::: Teks :::

Menurutnya, penyebab anak tidak sekolah sangat beragam — mulai dari persoalan ekonomi, sosial, hingga minimnya dukungan keluarga. Pemerintah Kabupaten Malang berkomitmen mengurai setiap permasalahan agar tidak ada lagi anak yang kehilangan hak pendidikan.
“Kalau kendalanya di keluarga, ekonomi, atau sosial, nanti kita bantu mencari solusi. Semua anak harus punya kesempatan yang sama untuk belajar,” tambahnya.
Sebagai langkah nyata, Pemkab Malang memfasilitasi anak-anak yang tidak sekolah agar bisa mengikuti pendidikan di PKBM (Pusat Kegiatan Belajar Masyarakat). Saat ini terdapat 65 PKBM di Kabupaten Malang, dengan 50 di antaranya aktif menyelenggarakan program kesetaraan Paket A, B, dan C.
“Anak-anak yang tidak sekolah akan kita masukkan ke PKBM. Mereka tidak perlu membayar karena sudah mendapat bantuan BOP dan BOS dari pemerintah. Bahkan nominal bantuannya sedikit lebih besar dibanding sekolah formal — ini bukti perhatian pemerintah,” jelas Lathifah.
Ia menambahkan, program pendidikan non-formal juga terbuka bagi warga usia dewasa yang masih bersemangat melanjutkan sekolah.
“Kalau non-formal itu tidak ada batas usia. Jadi yang berusia di atas 24 tahun dan masih ingin belajar tetap bisa,” tuturnya.
Pemerintah Kabupaten Malang kini menargetkan program ambisius “Zero ATS” yang akan dilaksanakan secara bertahap.
“Tahun pertama, kedua, dan ketiga kita rancang perencanaannya. Kita ingin targetnya jelas, pembagian tugasnya konkret — mulai dari kepala desa, camat, hingga Dinas Pendidikan sebagai eksekutor,” tegasnya.
Selain itu, Lathifah menekankan pentingnya peran Tim Penggerak PKK dalam sosialisasi dan pendekatan persuasif kepada masyarakat.
“PKK harus dilibatkan, terutama di bidang pendidikan. Saat kunjungan ke masyarakat, mereka bisa mendorong keluarga agar anak-anaknya mau kembali bersekolah. Pengaruh ibu itu besar sekali,” ujarnya.
Sementara itu, Ketua Komisi IV DPRD Kabupaten Malang dari Fraksi Gerindra, Zia Ulhaq, menegaskan bahwa persoalan ATS sudah menjadi atensi serius DPRD dan telah dialokasikan dalam APBD 2025.

::: Data Mentah :::

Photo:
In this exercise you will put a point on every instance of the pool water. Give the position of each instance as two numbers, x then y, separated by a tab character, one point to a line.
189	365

:::

Tujuan Latihan
Berdasarkan teks, berapa PKBM di Kabupaten Malang yang aktif menyelenggarakan program kesetaraan Paket A, B, dan C?

Jawaban
Sebanyak 50 dari 65 PKBM.